(Outline entries for images)

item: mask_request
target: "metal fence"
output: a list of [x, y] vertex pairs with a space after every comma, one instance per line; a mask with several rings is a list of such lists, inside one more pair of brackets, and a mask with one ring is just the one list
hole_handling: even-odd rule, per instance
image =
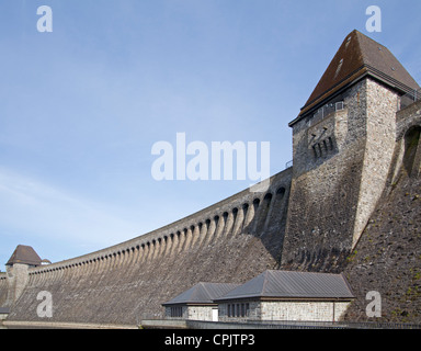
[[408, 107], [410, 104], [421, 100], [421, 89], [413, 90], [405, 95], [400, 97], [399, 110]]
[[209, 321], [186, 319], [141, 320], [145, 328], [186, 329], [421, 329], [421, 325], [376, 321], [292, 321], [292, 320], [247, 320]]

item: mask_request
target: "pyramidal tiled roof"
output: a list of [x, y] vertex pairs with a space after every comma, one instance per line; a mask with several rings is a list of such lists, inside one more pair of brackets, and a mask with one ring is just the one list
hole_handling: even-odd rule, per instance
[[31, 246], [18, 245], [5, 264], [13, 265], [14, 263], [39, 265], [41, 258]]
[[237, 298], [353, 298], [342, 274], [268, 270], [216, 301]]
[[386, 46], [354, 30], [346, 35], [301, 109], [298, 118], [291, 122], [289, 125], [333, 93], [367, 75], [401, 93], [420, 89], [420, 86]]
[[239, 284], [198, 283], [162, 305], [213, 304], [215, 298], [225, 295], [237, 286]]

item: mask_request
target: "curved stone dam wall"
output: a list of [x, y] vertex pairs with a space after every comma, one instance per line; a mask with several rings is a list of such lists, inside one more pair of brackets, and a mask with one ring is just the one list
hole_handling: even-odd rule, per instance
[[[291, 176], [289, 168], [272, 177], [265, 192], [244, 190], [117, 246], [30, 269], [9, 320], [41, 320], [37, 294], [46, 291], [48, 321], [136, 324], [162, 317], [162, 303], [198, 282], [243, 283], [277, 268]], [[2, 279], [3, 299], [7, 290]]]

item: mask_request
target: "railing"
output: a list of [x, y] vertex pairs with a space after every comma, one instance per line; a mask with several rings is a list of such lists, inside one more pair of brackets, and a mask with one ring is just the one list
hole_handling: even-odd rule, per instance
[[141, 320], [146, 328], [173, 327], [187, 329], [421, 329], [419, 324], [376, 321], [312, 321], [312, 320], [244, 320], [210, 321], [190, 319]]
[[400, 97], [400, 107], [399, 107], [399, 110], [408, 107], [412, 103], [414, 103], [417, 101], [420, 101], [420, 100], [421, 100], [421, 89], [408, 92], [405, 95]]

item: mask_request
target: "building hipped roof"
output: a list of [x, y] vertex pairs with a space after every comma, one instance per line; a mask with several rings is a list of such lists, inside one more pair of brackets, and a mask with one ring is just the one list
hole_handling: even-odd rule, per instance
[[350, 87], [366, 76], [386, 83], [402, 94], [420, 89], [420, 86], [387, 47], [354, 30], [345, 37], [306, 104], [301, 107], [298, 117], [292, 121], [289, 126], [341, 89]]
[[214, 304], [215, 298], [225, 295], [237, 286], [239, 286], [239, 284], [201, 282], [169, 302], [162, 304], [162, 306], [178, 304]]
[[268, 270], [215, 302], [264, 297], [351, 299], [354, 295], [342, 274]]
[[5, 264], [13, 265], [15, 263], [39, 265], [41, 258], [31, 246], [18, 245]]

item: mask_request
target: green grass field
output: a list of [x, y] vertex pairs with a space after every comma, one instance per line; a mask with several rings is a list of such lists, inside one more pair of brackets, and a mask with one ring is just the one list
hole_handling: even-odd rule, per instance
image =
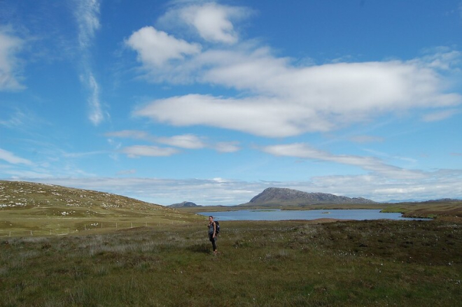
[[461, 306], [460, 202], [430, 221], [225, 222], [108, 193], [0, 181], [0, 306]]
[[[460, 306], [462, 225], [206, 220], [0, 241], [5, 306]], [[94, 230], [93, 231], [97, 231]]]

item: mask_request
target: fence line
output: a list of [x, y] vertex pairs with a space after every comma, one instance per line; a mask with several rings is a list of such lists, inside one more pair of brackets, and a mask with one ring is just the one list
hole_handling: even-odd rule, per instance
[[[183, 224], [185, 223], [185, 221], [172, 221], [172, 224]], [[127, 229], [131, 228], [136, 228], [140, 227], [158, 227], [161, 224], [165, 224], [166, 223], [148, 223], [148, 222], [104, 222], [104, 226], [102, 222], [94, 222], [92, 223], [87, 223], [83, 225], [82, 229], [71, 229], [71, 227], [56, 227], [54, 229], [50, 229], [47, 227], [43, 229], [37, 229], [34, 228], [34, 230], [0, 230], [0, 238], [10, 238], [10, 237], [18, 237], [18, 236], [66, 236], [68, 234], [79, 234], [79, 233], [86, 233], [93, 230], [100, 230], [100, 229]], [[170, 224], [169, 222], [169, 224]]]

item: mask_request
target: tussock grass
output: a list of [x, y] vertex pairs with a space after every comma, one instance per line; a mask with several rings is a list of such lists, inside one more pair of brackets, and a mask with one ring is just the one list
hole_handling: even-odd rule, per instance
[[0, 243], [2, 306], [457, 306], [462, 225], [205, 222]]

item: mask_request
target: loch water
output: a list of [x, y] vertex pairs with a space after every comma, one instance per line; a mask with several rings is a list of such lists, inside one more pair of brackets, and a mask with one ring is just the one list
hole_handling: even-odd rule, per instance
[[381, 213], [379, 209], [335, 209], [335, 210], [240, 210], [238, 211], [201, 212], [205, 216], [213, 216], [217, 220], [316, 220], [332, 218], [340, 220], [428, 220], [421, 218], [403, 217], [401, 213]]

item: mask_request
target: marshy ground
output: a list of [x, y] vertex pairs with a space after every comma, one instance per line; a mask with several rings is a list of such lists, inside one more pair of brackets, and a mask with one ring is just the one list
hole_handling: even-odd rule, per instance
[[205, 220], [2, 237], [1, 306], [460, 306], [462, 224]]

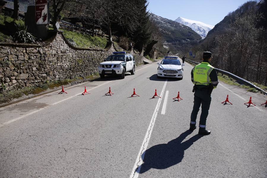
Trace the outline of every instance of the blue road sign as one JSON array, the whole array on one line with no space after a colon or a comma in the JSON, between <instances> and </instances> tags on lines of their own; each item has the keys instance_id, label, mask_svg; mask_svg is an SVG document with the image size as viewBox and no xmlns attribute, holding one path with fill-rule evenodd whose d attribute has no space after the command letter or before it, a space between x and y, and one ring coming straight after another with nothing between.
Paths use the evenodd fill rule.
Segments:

Written task: Rewrite all the records above as a numbered list, with blank lines left out and the pictures omitted from your answer.

Exercise solution:
1. item: mask_request
2. target: "metal fence"
3. output: a list of [x, y] vertex pairs with a space after every comma, one instance per line; a mask with several rings is a list of such lists, inside one more pair of brackets, and a mask with one ring is just the one list
4. hole_handling: even-odd rule, per instance
5. image =
6. [[408, 107], [410, 104], [421, 100], [421, 89], [413, 90], [405, 95], [400, 97], [399, 110]]
7. [[209, 321], [186, 319], [141, 320], [145, 328], [186, 329], [421, 329], [421, 325], [376, 321], [292, 321], [292, 320], [247, 320]]
8. item: mask_request
9. target: "pyramidal tiled roof"
10. output: a list of [x, y] vertex pairs with a space after every comma, one instance per line; a mask with several rings is a list of such lists, inside one more pair of brackets, and a mask with one ring is just the one list
11. hole_handling: even-odd rule, per instance
12. [[31, 246], [18, 245], [5, 264], [13, 265], [14, 263], [39, 265], [41, 258]]
13. [[237, 298], [353, 298], [342, 274], [268, 270], [216, 301]]
14. [[386, 46], [354, 30], [346, 35], [301, 109], [298, 118], [291, 122], [289, 125], [333, 93], [367, 75], [401, 93], [420, 89], [420, 86]]
15. [[239, 284], [198, 283], [162, 305], [213, 304], [215, 298], [225, 295], [237, 286]]
16. item: mask_request
17. target: "curved stone dam wall"
18. output: a list of [x, y] vertex pairs with a space after every comma, one instance per line; a mask with several rings is a list of such lists, inside one more pair of brackets, and a mask with one ring is just the one list
19. hole_handling: even-odd rule, per instance
20. [[[291, 176], [289, 168], [272, 177], [265, 192], [244, 190], [117, 246], [30, 269], [9, 320], [41, 320], [37, 294], [46, 291], [48, 321], [136, 324], [162, 317], [162, 303], [198, 282], [243, 283], [277, 268]], [[2, 279], [3, 299], [7, 290]]]
21. item: mask_request
22. target: "railing"
23. output: a list of [x, y] vertex pairs with a space after every comma, one instance per line; a mask with several rings is a list of such lists, inside one more pair of brackets, and a mask with one ring is just the one list
24. hole_handling: even-odd rule, per instance
25. [[141, 320], [146, 328], [173, 327], [187, 329], [421, 329], [419, 324], [376, 321], [312, 321], [312, 320], [244, 320], [210, 321], [190, 319]]
26. [[400, 97], [400, 107], [399, 107], [399, 110], [408, 107], [412, 103], [414, 103], [417, 101], [420, 101], [420, 100], [421, 100], [421, 89], [408, 92], [405, 95]]
27. item: mask_request
28. target: "building hipped roof"
29. output: a list of [x, y] vertex pairs with a space after every comma, one instance per line; a mask with several rings is a list of such lists, inside one more pair of brackets, and a mask with one ring is just the one list
30. hole_handling: even-odd rule, per instance
31. [[350, 87], [366, 76], [386, 83], [402, 94], [420, 89], [420, 86], [387, 47], [354, 30], [345, 37], [306, 104], [301, 107], [298, 117], [292, 121], [289, 126], [341, 89]]
32. [[214, 304], [215, 298], [225, 295], [237, 286], [239, 286], [239, 284], [201, 282], [169, 302], [162, 304], [162, 306], [178, 304]]
33. [[268, 270], [215, 302], [264, 297], [351, 299], [354, 295], [342, 274]]
34. [[5, 264], [13, 265], [15, 263], [39, 265], [41, 258], [31, 246], [18, 245]]
35. item: mask_request
36. target: green grass field
37. output: a list of [x, y] vertex pairs with a space after every comma, one instance per line; a mask with several rings is a list of such lists, inside one more pair of brackets, and a mask with one ring is just the one list
38. hole_handling: even-odd rule, per instance
39. image =
40. [[461, 306], [460, 202], [430, 221], [225, 222], [108, 193], [0, 181], [0, 306]]
41. [[[460, 306], [462, 225], [206, 220], [0, 241], [5, 306]], [[94, 230], [93, 231], [97, 231]]]
42. item: mask_request
43. target: fence line
44. output: a list of [x, y] vertex pairs with a space after every comma, one instance per line; a mask with several rings is a list of such lists, inside one more pair of brackets, and a mask with one ring is just the one list
45. hole_handling: even-odd rule, per instance
46. [[[183, 224], [185, 223], [185, 221], [172, 221], [172, 224]], [[127, 229], [131, 228], [136, 228], [140, 227], [158, 227], [161, 224], [165, 224], [166, 223], [148, 223], [148, 222], [104, 222], [104, 226], [102, 222], [94, 222], [92, 223], [87, 223], [83, 225], [82, 229], [71, 229], [71, 227], [56, 227], [54, 229], [50, 229], [47, 227], [43, 229], [37, 229], [34, 228], [34, 230], [0, 230], [0, 238], [10, 238], [10, 237], [18, 237], [18, 236], [66, 236], [68, 234], [79, 234], [79, 233], [86, 233], [93, 230], [100, 230], [100, 229]], [[170, 224], [169, 222], [169, 224]]]
47. item: mask_request
48. target: tussock grass
49. output: a list of [x, y] vertex pairs with a space after every comma, one instance per line; a mask with several rings is a list of such lists, inside one more pair of brackets, and a mask with one ring is just the one list
50. hole_handling: even-odd rule, per instance
51. [[0, 243], [2, 306], [457, 306], [462, 225], [205, 222]]
52. item: mask_request
53. target: loch water
54. output: a list of [x, y] vertex pairs with a space after every comma, one instance per line; a mask with several rings is a list of such lists, inside one more pair of brackets, and a mask with one ring is just the one list
55. hole_handling: even-odd rule, per instance
56. [[381, 213], [379, 209], [335, 209], [335, 210], [240, 210], [238, 211], [201, 212], [205, 216], [213, 216], [217, 220], [316, 220], [332, 218], [340, 220], [428, 220], [421, 218], [403, 217], [401, 213]]
57. item: mask_request
58. target: marshy ground
59. output: a list of [x, y] vertex pairs with a space after every comma, one instance per line; a mask with several rings is a list of such lists, inside one more pair of brackets, and a mask with one ring is just the one list
60. hole_handling: even-odd rule, per instance
61. [[205, 220], [2, 237], [1, 306], [460, 306], [462, 224]]
62. Trace the outline of every instance of the blue road sign as one JSON array, the whole array on one line with no space after a colon or a comma in the JSON, between <instances> and </instances> tags on lines of their own; each item has the keys instance_id, label, mask_svg; mask_svg is an SVG document with the image size as viewBox and no xmlns attribute, holding one path with fill-rule evenodd whose d attribute has no space after the command letter or before it, a space between x and y, and one ring coming straight after another with nothing between.
63. Paths use the evenodd fill rule.
64. Segments:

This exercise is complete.